Scan the records below. Copy every line in which the word "trousers" appears.

(Records excerpted from a collection)
■ ■ ■

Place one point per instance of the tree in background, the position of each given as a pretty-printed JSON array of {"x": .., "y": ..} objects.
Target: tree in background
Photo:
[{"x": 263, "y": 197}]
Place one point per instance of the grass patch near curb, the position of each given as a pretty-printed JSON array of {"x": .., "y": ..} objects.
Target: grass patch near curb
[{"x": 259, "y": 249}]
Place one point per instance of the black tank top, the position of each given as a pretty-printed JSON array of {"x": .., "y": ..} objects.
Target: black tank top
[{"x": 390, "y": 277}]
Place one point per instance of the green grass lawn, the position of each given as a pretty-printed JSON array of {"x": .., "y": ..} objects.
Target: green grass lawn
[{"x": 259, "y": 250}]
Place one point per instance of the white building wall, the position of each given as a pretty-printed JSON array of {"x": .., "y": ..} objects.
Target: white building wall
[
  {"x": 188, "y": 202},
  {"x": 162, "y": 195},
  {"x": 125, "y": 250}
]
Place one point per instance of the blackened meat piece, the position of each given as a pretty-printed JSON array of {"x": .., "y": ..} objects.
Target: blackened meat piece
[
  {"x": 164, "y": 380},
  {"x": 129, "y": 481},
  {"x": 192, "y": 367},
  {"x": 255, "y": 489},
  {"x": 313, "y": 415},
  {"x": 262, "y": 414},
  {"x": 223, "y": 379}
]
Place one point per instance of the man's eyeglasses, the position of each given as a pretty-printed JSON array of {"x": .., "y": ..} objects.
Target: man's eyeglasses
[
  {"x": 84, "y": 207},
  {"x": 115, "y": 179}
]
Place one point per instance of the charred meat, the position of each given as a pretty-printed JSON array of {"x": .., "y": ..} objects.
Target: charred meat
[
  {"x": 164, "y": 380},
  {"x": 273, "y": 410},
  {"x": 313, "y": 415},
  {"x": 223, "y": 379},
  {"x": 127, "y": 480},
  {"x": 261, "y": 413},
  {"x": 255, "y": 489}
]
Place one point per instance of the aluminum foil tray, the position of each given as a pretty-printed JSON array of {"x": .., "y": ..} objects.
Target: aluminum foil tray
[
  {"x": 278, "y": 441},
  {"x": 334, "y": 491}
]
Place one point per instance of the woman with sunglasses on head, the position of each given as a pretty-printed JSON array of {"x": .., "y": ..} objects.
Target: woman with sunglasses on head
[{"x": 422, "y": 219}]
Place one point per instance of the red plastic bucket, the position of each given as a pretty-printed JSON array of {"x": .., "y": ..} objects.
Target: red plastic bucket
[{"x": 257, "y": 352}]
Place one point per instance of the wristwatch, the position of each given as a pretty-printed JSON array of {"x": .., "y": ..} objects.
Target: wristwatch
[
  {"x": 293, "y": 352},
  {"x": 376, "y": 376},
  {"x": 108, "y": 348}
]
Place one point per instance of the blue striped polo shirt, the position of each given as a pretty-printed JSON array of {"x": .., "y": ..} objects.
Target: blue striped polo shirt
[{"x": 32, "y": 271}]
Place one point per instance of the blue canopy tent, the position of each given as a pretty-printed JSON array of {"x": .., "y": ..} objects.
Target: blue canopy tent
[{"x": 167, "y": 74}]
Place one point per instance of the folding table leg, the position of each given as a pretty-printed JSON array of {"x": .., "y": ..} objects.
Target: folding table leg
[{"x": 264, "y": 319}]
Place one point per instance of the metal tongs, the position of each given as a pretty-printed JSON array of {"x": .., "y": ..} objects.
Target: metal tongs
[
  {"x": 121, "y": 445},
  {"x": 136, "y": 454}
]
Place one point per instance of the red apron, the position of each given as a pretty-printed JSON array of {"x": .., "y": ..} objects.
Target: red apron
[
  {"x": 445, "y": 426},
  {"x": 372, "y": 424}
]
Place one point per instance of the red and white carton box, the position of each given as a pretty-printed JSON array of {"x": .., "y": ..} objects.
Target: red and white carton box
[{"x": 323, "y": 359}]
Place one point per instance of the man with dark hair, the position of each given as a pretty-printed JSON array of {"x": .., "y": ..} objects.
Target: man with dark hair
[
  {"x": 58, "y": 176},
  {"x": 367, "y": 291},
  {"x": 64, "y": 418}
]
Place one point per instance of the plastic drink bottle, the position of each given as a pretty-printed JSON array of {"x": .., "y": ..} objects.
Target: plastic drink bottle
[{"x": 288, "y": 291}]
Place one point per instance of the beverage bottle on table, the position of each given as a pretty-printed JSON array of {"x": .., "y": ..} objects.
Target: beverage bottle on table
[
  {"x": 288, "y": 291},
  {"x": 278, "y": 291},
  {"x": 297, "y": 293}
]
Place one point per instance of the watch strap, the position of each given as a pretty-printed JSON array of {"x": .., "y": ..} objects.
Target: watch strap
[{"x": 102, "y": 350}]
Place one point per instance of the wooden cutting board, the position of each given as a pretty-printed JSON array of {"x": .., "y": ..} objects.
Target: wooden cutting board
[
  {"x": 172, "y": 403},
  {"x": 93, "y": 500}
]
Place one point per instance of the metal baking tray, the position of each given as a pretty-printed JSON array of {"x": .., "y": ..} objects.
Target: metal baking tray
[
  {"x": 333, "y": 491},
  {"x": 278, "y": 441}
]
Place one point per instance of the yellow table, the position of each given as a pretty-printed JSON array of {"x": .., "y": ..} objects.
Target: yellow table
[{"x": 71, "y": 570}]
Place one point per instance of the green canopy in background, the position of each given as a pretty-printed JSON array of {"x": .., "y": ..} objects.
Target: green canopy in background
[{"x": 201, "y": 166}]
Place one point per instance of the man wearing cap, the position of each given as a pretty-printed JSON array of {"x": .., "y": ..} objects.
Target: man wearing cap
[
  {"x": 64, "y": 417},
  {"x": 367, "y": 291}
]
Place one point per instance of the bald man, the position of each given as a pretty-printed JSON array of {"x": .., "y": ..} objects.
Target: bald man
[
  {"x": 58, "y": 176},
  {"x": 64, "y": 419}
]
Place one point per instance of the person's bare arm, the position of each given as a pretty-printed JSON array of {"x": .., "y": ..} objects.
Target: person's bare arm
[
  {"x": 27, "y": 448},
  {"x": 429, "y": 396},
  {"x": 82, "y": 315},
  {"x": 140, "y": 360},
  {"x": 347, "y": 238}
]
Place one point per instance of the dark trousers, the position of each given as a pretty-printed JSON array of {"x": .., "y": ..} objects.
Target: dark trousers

■ ■ ■

■ Completed task:
Place one point per instance of the dark trousers, the position of each given as a pretty-printed JSON array of {"x": .., "y": ..} objects.
Target: dark trousers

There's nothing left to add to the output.